▶ [Document]:
Wednesday, July 18, 2012

It seems like every trip to Oaxaca, some particular Zapotec word or phrase stands out and becomes the Official Word of the Trip.  In 2000, it was gwendi ‘a lot’ which can often be shifted to the front of the sentence.  In 2001, it was scanna, akin to rhetorical ‘pues’ and ‘then’, which hangs out at the end of the sentence.  In the winter of 2004-05 (I think), I picked up on eu?, a response my wife suddenly began saying when her name was called, and which I noticed others doing, too.  On that one, I’m not sure if it is a Zapotec or Spanish thing.

This trip there hasn’t been a clear-cut winner, but I have suddenly had several serendipitous encounters with =ttsa’, a clitic adverb meaning ‘sometime’.  For something I am currently working on, I asked one of my sisters-in-law to use the word eguittia ‘will play again’ in a sentence, and she came up with the following:

  • Gwayu’uttsa’laasayà’ eguittiayà’.  

I was momentarily stumped.  Although I didn’t immediately realize it, I knew the verb gwayu’ulaasayà’ ‘I would like’, but  the =ttsa’ in the middle of it was throwing me off.  Then, she explained it to me: it’s ‘sometime’.  The sentence means ‘I would like to play again sometime.’ Ttsa’ is an adverb, and like other adverbs (=ru ‘more/still’, =ní ‘fast’, =gwa ‘also’, etc.) it follows the verb, before the subject pronoun (=yà’ ‘I’ in this case).  And when there is a compound verb, with an incorporated noun like laasa, which is something like ‘heart/self’, the adverb may, and often does, come before it, immediately after the verb root.  Yay!  Problem solved.

▶ [Data entries]:
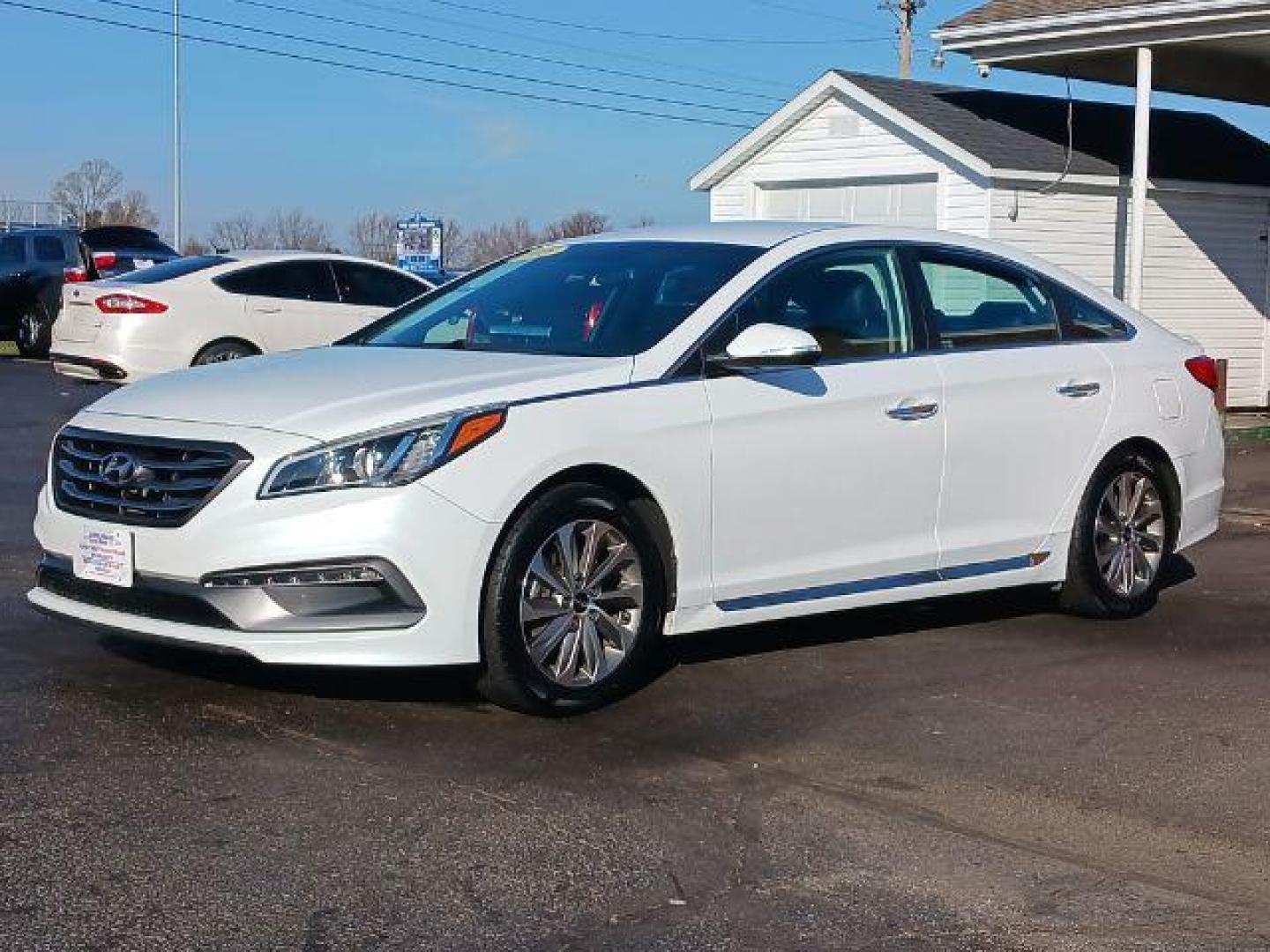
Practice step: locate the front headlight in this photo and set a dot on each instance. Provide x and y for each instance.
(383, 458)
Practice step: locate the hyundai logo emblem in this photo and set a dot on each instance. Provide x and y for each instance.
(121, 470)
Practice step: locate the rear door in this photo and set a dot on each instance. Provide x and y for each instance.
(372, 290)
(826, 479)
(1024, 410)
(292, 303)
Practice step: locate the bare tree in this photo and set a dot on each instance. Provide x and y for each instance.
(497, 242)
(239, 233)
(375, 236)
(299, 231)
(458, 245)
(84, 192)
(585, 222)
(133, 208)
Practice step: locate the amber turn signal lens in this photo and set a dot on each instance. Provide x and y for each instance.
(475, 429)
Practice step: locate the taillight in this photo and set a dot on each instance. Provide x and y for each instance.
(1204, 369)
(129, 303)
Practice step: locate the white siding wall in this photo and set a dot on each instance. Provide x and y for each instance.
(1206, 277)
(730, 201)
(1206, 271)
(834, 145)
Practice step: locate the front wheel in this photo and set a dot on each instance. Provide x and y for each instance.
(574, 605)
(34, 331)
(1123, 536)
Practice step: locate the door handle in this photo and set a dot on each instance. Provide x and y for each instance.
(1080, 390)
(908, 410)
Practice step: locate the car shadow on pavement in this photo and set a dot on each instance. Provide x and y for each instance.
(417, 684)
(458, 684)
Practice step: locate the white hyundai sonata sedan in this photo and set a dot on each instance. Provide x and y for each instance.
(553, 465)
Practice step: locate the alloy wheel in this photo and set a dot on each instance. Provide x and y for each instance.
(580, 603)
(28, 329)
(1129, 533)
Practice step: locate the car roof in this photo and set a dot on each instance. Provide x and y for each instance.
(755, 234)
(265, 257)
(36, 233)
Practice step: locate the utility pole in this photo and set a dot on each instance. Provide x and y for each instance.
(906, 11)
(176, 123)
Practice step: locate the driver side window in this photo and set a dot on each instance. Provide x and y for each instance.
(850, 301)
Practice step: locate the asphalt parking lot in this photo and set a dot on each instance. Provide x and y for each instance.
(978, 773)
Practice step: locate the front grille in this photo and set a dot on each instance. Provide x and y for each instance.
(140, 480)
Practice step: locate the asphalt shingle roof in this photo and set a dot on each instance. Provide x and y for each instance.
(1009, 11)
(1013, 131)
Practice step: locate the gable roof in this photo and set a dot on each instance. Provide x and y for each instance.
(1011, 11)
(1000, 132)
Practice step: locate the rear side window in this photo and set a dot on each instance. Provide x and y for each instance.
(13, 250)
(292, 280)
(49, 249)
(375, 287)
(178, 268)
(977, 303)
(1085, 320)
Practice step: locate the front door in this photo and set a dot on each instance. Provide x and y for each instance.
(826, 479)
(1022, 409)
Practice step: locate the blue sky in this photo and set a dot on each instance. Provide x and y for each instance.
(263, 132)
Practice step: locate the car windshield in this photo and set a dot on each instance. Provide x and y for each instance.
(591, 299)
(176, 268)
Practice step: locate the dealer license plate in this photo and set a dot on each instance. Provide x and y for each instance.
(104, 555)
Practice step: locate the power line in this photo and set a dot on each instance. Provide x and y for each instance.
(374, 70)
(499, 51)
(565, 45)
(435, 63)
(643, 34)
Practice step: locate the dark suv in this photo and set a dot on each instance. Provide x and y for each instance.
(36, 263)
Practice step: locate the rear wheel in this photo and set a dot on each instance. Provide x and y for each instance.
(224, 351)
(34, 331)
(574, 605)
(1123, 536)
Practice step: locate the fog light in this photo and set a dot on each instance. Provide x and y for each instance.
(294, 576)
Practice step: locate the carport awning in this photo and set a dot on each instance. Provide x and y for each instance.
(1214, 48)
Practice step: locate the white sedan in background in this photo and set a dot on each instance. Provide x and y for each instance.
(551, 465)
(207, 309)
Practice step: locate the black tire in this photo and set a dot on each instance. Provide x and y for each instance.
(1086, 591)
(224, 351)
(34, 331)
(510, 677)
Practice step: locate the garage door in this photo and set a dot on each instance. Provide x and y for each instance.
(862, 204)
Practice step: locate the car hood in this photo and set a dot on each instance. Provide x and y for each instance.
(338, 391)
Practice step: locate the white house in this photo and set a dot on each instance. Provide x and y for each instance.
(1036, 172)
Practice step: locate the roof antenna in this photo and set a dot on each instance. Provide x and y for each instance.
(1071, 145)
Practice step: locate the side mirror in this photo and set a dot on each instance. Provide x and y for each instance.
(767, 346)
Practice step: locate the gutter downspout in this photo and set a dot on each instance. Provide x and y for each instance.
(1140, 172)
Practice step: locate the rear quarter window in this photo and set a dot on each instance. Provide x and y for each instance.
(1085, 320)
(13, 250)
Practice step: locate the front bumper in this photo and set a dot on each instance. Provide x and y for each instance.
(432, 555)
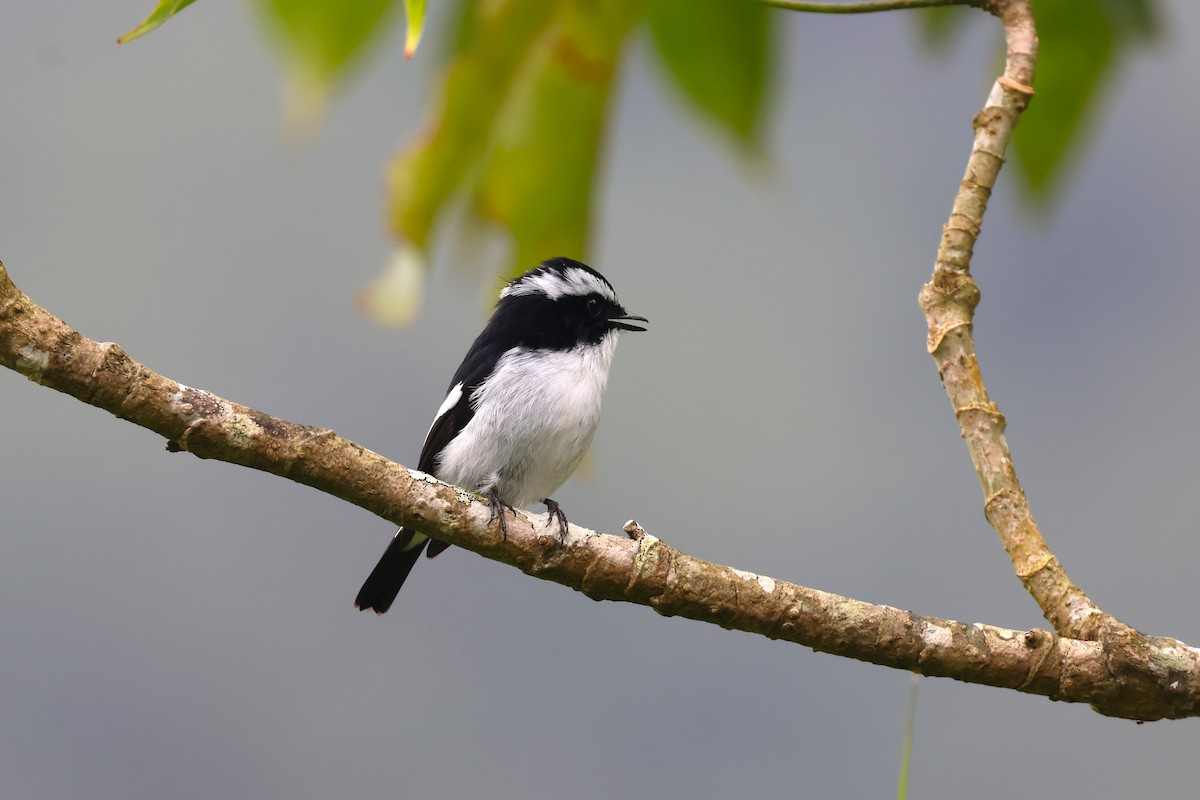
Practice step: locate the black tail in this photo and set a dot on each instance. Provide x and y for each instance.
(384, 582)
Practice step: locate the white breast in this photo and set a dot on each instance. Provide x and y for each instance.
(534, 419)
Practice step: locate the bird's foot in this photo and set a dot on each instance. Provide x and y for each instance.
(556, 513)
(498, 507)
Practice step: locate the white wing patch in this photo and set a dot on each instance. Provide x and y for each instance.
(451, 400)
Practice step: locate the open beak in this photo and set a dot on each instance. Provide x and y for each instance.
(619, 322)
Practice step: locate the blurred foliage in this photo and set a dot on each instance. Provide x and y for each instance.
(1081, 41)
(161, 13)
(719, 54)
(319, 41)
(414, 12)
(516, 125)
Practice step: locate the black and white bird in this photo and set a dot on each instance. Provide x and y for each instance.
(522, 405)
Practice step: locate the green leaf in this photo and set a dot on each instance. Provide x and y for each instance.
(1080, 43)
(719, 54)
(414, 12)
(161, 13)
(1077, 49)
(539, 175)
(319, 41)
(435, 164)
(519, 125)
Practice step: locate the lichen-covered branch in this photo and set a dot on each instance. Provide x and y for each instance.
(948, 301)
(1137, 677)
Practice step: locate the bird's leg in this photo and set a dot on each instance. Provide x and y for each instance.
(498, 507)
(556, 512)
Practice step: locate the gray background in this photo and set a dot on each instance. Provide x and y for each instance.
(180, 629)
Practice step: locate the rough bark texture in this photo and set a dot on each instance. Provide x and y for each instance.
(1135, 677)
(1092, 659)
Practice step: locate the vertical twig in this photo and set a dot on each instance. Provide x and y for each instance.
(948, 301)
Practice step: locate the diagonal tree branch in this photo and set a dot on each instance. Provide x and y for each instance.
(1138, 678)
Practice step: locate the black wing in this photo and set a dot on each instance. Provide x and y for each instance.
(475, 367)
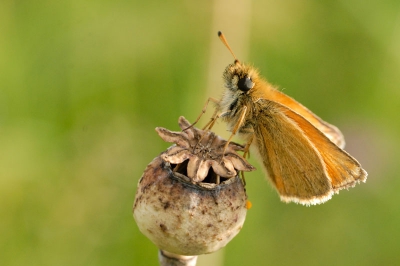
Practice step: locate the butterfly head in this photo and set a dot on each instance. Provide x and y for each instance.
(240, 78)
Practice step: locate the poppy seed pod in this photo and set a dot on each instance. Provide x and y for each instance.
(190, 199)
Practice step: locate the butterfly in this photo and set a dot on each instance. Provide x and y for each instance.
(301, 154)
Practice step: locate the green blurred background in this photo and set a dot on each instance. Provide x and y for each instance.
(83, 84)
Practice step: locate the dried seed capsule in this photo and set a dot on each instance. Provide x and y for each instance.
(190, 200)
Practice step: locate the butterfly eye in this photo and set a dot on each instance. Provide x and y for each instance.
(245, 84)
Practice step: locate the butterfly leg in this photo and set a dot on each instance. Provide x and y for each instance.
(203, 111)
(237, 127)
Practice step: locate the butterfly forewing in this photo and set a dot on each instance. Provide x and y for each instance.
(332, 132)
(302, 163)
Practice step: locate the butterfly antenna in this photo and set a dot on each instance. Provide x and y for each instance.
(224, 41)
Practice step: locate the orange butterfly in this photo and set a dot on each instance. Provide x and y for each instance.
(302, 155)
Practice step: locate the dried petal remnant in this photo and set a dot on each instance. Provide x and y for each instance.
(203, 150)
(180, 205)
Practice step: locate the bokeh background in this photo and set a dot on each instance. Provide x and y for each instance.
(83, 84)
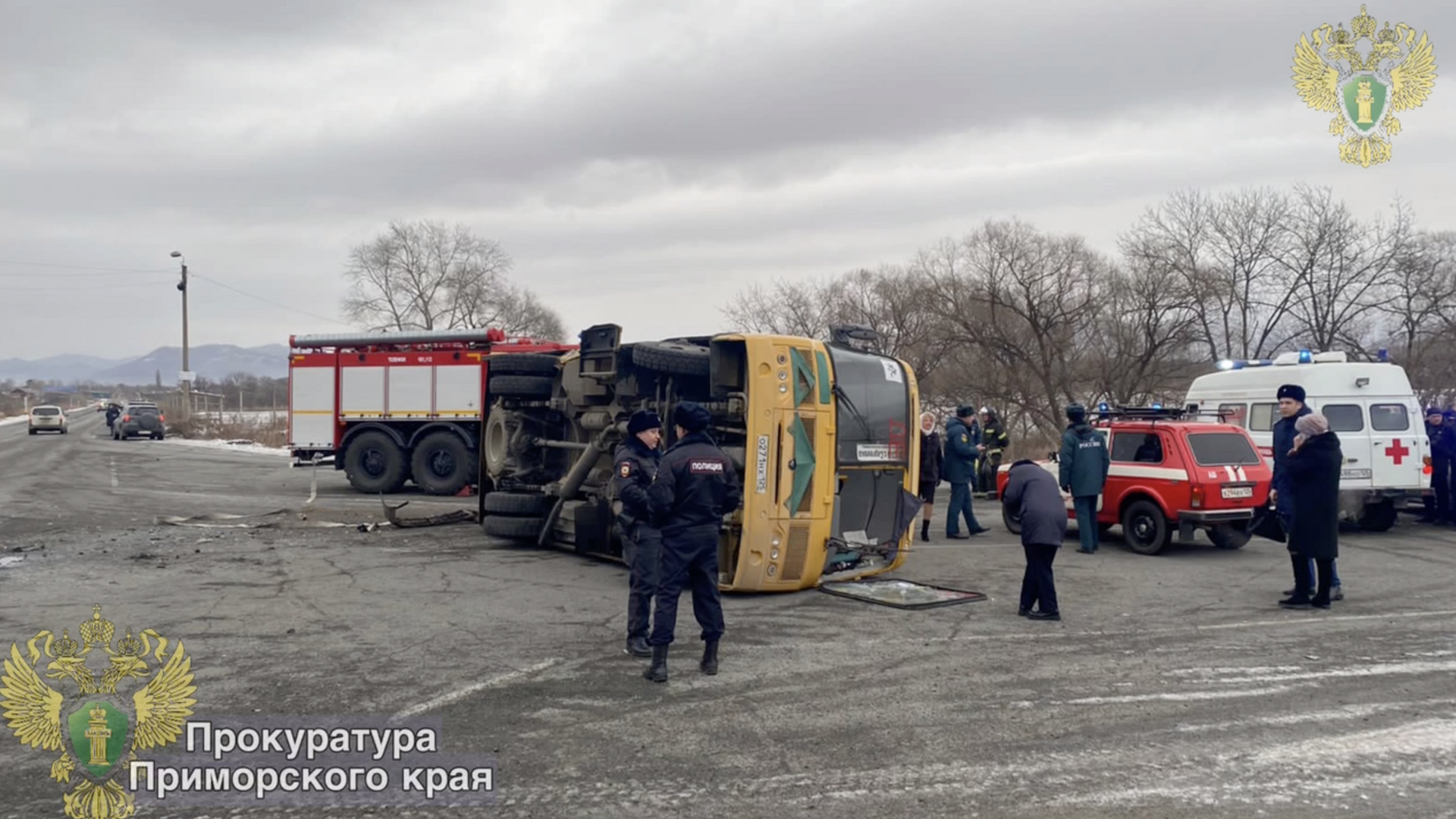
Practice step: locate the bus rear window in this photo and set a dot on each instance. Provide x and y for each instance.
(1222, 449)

▶ [Stated problem]: Reproduce the Zapotec post from "I was momentarily" to "root.  Yay!  Problem solved.".

▶ [Solution below]:
I was momentarily stumped.  Although I didn’t immediately realize it, I knew the verb gwayu’ulaasayà’ ‘I would like’, but  the =ttsa’ in the middle of it was throwing me off.  Then, she explained it to me: it’s ‘sometime’.  The sentence means ‘I would like to play again sometime.’ Ttsa’ is an adverb, and like other adverbs (=ru ‘more/still’, =ní ‘fast’, =gwa ‘also’, etc.) it follows the verb, before the subject pronoun (=yà’ ‘I’ in this case).  And when there is a compound verb, with an incorporated noun like laasa, which is something like ‘heart/self’, the adverb may, and often does, come before it, immediately after the verb root.  Yay!  Problem solved.